* _Task_: Retype all of the entries word for word.

Free-text object descriptions

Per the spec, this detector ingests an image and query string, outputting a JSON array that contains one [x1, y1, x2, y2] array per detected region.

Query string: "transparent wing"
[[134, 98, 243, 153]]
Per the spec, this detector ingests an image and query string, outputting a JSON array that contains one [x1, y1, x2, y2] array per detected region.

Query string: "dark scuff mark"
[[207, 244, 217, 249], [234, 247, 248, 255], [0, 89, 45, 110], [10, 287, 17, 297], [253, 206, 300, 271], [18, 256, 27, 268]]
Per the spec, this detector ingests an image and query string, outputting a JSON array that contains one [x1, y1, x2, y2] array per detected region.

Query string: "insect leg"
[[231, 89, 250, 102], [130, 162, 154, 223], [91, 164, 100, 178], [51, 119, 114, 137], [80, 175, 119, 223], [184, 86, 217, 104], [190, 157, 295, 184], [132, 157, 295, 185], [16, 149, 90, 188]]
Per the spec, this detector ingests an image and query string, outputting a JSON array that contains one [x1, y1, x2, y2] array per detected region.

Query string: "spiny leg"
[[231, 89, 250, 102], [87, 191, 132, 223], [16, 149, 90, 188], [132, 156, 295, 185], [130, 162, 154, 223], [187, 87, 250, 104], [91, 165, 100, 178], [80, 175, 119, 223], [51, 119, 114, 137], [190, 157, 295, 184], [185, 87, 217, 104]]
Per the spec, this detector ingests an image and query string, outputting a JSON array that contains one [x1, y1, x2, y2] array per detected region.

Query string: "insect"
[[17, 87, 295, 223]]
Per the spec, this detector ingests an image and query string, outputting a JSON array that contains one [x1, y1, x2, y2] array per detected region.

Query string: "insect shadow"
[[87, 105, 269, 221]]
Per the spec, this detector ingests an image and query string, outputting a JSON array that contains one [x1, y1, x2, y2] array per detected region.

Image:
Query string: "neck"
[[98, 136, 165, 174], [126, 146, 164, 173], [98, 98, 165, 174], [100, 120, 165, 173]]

* _Response box_:
Per the spec, this detector ingests an image and query string, outputting a JSON array that contains one [x1, y1, x2, y2] array per detected region.

Query string: "transparent wing"
[[134, 98, 243, 153]]
Per the spec, this detector ingests an image and query string, outputting a JSON array that contains one [x1, y1, x2, y2] array per detected region.

Query string: "dark scuff mark"
[[207, 244, 217, 249], [234, 247, 248, 255], [0, 89, 45, 110], [10, 287, 17, 297], [253, 206, 300, 271], [18, 256, 27, 268]]
Per the spec, this detector ingests an image and query string, outputting a JSON array that contains one [x1, y1, x2, y2] array per detected region.

Query string: "insect leg"
[[231, 89, 250, 102], [130, 162, 154, 223], [91, 164, 100, 178], [51, 119, 114, 137], [80, 175, 119, 223], [184, 86, 217, 104], [190, 157, 295, 184], [132, 157, 295, 185], [16, 149, 90, 188]]
Per the spec, this detector ingests an image and query string, outputting a JSON array that contains one [x1, y1, x2, y2] array per detected region.

Query string: "spiny leg"
[[231, 89, 250, 102], [87, 191, 132, 223], [16, 149, 90, 188], [132, 156, 295, 185], [130, 162, 154, 223], [187, 87, 250, 104], [91, 165, 100, 178], [80, 175, 119, 223], [51, 119, 114, 137], [190, 157, 295, 184], [185, 87, 217, 104]]
Per the spec, this detector ingests an image and query string, outputting a JSON array that contains one [x1, y1, x2, y2] array per detected region.

Query string: "insect"
[[17, 87, 295, 223]]
Per the spec, this detector ingests an image and query string, outputting a JSON array that contains one [x1, y1, x2, y2] array per detected region.

Query string: "insect shadow"
[[87, 105, 269, 221]]
Per the spec, this detector ingests an image and query string, outputting a JSON array that contains one [x1, y1, x2, y2] array per detected region.

Image:
Query string: "neck"
[[98, 136, 165, 174], [126, 146, 164, 173], [98, 98, 165, 174], [100, 120, 165, 173]]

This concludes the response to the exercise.